**Task statement:**
Retype the data from the line containing "If it's not too much trouble, could you box the young" through the line containing "[379,117,666,279]", including both of those lines.

---

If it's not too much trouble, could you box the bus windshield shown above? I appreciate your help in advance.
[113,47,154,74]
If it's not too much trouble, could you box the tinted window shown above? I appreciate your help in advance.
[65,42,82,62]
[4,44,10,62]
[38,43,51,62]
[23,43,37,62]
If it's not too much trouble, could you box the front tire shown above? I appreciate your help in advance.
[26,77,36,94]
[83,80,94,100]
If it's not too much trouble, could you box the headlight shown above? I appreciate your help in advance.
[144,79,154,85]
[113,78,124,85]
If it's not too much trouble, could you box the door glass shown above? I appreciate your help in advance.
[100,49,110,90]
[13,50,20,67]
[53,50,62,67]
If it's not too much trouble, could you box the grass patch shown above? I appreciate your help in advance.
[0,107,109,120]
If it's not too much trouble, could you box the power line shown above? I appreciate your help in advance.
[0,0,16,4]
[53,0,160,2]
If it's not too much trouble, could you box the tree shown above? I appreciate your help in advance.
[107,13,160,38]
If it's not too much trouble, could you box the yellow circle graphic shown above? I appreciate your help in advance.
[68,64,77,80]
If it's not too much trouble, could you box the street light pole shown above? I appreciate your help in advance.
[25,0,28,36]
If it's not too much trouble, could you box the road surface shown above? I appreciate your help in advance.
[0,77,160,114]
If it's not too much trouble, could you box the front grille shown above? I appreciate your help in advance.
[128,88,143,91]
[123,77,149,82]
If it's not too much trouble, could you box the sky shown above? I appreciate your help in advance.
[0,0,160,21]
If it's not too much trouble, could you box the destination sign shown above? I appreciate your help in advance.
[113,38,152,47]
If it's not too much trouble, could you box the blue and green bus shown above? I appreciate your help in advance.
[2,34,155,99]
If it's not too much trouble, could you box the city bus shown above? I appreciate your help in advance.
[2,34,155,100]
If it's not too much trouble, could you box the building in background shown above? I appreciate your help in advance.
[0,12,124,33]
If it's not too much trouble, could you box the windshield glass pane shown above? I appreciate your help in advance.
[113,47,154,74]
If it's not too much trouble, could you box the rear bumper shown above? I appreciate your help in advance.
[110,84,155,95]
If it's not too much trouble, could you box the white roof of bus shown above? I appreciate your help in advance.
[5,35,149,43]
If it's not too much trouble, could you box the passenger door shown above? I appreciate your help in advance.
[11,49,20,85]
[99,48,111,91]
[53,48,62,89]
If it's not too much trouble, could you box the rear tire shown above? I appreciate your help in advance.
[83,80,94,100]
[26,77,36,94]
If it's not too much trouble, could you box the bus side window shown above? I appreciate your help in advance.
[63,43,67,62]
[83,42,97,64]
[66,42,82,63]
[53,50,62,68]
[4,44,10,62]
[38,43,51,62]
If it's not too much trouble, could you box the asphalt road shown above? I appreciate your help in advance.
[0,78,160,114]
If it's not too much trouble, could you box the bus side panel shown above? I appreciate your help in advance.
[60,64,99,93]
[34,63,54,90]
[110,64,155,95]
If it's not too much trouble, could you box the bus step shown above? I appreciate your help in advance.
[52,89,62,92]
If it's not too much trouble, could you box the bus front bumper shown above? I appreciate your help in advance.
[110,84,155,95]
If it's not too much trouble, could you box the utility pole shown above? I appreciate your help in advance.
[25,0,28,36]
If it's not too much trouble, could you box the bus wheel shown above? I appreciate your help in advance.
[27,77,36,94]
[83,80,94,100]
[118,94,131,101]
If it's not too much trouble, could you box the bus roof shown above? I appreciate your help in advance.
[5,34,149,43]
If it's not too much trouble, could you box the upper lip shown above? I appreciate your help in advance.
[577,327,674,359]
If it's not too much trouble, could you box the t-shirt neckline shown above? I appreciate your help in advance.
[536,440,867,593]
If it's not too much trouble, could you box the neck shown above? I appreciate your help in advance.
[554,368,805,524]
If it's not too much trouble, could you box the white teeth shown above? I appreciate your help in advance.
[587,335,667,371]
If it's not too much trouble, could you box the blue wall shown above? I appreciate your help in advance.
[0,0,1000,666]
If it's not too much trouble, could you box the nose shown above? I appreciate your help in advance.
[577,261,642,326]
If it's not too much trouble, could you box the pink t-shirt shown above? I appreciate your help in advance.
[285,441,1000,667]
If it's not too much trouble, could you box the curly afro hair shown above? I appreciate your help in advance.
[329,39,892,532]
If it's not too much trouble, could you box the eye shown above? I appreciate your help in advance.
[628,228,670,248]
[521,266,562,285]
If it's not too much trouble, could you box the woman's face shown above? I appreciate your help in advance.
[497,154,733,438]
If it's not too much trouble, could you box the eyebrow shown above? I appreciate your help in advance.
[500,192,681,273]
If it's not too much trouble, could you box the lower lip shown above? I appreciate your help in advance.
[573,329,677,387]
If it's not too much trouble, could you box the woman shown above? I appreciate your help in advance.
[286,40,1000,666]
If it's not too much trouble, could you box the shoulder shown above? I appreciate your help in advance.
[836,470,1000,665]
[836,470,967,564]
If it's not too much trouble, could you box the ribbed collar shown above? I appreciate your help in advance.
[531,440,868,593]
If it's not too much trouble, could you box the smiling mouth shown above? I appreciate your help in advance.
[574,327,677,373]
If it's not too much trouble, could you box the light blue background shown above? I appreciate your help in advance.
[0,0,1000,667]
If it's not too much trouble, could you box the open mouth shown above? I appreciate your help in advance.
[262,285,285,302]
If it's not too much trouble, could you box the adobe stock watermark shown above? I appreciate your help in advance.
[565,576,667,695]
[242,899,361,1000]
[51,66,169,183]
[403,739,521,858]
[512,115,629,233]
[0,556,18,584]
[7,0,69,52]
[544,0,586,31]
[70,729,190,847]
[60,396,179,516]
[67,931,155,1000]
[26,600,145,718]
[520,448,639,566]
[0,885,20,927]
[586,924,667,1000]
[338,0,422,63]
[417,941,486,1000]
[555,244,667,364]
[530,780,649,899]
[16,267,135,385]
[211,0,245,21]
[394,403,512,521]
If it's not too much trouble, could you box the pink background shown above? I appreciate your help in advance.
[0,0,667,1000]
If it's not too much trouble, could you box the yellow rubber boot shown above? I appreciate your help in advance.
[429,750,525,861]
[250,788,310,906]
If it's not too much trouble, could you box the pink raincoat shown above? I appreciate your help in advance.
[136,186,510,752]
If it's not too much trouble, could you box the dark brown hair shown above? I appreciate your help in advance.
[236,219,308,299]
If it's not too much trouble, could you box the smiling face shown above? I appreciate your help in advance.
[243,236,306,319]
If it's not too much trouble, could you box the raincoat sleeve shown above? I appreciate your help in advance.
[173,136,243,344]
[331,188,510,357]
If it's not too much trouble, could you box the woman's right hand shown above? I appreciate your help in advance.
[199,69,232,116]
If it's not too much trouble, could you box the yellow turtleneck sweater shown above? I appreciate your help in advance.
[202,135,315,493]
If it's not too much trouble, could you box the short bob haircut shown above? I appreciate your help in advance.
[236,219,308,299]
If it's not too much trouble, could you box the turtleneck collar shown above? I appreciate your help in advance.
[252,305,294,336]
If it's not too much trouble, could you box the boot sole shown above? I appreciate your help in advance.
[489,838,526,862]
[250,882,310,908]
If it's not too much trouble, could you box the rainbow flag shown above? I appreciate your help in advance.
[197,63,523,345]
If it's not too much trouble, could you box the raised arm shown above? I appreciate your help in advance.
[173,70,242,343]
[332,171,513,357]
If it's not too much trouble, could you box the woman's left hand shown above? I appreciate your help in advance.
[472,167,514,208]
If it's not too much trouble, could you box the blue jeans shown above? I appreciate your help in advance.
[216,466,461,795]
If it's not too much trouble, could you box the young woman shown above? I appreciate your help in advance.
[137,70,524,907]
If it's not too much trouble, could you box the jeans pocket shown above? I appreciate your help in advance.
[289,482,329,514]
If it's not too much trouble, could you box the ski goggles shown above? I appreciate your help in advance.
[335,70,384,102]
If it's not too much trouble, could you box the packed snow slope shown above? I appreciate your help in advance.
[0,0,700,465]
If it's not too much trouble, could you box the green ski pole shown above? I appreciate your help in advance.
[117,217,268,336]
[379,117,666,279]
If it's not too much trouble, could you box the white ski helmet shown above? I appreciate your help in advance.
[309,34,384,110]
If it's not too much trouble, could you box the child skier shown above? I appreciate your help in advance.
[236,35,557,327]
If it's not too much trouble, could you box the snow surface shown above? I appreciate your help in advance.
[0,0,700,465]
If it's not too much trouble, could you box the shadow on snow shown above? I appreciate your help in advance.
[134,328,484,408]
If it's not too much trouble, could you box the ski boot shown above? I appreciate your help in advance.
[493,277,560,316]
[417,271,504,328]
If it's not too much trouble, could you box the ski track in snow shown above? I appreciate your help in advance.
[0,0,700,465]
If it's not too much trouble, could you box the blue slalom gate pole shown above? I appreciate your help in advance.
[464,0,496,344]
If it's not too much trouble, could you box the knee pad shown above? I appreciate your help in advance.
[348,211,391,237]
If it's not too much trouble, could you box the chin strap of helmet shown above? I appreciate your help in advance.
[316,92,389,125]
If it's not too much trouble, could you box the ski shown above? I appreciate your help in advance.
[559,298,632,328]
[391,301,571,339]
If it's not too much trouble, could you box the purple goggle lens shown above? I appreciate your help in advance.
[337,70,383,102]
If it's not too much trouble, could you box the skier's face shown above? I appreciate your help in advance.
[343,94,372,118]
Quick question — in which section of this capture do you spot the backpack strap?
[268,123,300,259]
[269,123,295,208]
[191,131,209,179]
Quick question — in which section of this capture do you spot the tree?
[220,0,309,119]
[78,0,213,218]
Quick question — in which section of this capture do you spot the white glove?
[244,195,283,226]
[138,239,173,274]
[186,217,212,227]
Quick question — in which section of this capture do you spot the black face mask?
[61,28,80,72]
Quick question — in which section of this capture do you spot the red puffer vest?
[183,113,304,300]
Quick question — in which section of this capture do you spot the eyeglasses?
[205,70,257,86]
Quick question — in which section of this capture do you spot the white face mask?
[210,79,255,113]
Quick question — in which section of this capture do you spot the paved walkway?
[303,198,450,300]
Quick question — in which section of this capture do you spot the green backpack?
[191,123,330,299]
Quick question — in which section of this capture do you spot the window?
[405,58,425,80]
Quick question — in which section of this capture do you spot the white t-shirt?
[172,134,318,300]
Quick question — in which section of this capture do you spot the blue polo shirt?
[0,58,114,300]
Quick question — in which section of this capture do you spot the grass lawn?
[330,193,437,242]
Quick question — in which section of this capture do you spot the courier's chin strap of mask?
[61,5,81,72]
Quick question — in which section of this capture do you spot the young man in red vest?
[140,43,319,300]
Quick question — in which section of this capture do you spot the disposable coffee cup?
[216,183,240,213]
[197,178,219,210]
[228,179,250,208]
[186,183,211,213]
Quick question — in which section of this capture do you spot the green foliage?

---

**Solved exercise:**
If it's not too much trouble, could you box the young woman shown above? I appreciate your help in advance.
[137,70,524,907]
If it's not too much trouble, could you box the jeans pocket shown above? I appreciate your help in advance.
[289,482,329,514]
If it's not too much trouble, could you box the ski goggles shown above? I appreciate your help in advance.
[335,70,384,102]
If it's not too much trouble, could you box the packed snow slope shown above? I appreciate your help in advance.
[0,0,700,465]
If it's not too much trouble, could you box the green ski pole shown above? I appreciate your help in advance.
[117,217,268,336]
[379,117,666,279]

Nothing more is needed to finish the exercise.